Write the records out again, keeping each line exactly as it is.

----------------

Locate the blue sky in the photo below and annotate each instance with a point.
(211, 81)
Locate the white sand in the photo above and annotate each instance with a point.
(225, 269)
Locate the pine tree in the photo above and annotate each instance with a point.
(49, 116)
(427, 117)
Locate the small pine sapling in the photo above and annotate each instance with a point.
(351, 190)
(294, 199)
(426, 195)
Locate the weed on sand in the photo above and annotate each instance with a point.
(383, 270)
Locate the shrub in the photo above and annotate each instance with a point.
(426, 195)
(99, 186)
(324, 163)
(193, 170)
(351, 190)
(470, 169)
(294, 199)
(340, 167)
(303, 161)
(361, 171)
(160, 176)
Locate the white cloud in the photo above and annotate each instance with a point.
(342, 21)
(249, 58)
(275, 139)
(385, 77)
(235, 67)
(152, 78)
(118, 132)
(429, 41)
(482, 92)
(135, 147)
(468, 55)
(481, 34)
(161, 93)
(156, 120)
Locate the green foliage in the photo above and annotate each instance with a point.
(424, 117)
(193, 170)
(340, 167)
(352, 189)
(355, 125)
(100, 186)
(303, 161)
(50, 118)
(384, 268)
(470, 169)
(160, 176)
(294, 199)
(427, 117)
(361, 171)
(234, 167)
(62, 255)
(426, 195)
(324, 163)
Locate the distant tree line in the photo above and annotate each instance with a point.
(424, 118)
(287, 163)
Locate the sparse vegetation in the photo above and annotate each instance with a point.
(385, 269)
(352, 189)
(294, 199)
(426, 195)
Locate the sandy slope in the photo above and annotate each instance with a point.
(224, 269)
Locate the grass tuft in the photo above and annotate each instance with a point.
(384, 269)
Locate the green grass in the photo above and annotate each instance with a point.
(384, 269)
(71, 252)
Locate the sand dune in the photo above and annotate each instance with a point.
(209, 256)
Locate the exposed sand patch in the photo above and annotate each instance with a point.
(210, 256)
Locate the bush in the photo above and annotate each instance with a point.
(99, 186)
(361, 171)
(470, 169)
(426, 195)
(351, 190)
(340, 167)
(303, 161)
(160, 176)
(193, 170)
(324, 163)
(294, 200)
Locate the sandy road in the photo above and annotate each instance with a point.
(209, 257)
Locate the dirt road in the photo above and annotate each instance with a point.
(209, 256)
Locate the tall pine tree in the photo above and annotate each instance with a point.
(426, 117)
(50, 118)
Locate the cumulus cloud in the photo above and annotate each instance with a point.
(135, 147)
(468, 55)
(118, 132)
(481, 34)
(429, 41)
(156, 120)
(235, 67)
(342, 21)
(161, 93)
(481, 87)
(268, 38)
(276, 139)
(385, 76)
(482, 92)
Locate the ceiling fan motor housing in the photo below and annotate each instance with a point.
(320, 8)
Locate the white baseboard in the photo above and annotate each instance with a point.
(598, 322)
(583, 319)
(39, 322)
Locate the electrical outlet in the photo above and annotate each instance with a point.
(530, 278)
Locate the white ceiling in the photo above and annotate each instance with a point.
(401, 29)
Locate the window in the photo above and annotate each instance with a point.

----------------

**RESULT**
Locate the blue sky in the photo below and annotate each instance with a point.
(211, 81)
Locate the white sand in the photo above and annotate each instance with a point.
(225, 269)
Locate the pine tree in the photo above and annotate each instance with a point.
(49, 116)
(427, 117)
Locate the small pine sapling in the photo above and annotate each instance with a point.
(351, 190)
(294, 199)
(426, 195)
Locate the weed on sand in the photo above and annotate each instance with a point.
(383, 270)
Locate the shrub in the photo above and annotate each instance with a point.
(426, 195)
(99, 186)
(324, 163)
(193, 170)
(351, 190)
(470, 169)
(294, 199)
(340, 167)
(303, 161)
(361, 171)
(160, 176)
Locate the white cloud in the photo above and annotate each instance with a point.
(342, 21)
(249, 58)
(275, 139)
(385, 77)
(235, 67)
(152, 78)
(118, 132)
(429, 41)
(482, 92)
(135, 147)
(468, 55)
(481, 34)
(161, 93)
(156, 120)
Locate the green foliage in the photo above and annotate each instance with a point.
(424, 117)
(193, 170)
(340, 167)
(352, 189)
(355, 125)
(100, 186)
(303, 161)
(50, 118)
(384, 268)
(470, 169)
(160, 176)
(294, 199)
(427, 117)
(361, 171)
(234, 167)
(62, 255)
(426, 195)
(324, 163)
Locate the distant tree line in the photo above and annotate each instance with a point.
(424, 118)
(287, 163)
Locate the sparse vegetation in the photo above and annotate each instance with a point.
(385, 269)
(352, 189)
(294, 199)
(426, 195)
Locate the sandy slope in the photo above and annotate each instance with a point.
(224, 269)
Locate the grass tuft in the photo above and annotate each instance with a point.
(384, 269)
Locate the green grass in the photo above and annotate each instance with a point.
(384, 269)
(71, 252)
Locate the sand dune in the photo above and annotate each instance with a point.
(209, 256)
Locate the exposed sand patch in the photo above and annotate each instance with a point.
(210, 256)
Locate the bush in the photo above and annotate each instance with a point.
(99, 186)
(361, 171)
(470, 169)
(426, 195)
(351, 190)
(340, 167)
(303, 161)
(160, 176)
(193, 170)
(324, 163)
(294, 200)
Locate the sandy road in the photo above and annotate each instance with a point.
(209, 257)
Locate the dirt road in the photo above and annotate each instance with a point.
(209, 256)
Locate the tall pine tree in the photo above and annotate each instance with a point.
(426, 117)
(50, 118)
Locate the cumulus cloud in the photo above and annotate each instance with a point.
(135, 147)
(468, 55)
(118, 132)
(481, 34)
(429, 41)
(156, 120)
(235, 67)
(342, 21)
(161, 93)
(481, 87)
(268, 38)
(276, 139)
(385, 76)
(482, 92)
Locate the ceiling fan motor housing in the photo below and annotate each instance with a point.
(320, 8)
Locate the white baseboard in the photo above and annotate each instance with a point.
(598, 322)
(583, 319)
(39, 322)
Locate the electrical outlet in the photo above and annotate each instance with a point.
(530, 278)
Locate the white ceiling in the photo above and annotate each instance with a point.
(401, 29)
Locate the window in the photo above and annotate each instance with a point.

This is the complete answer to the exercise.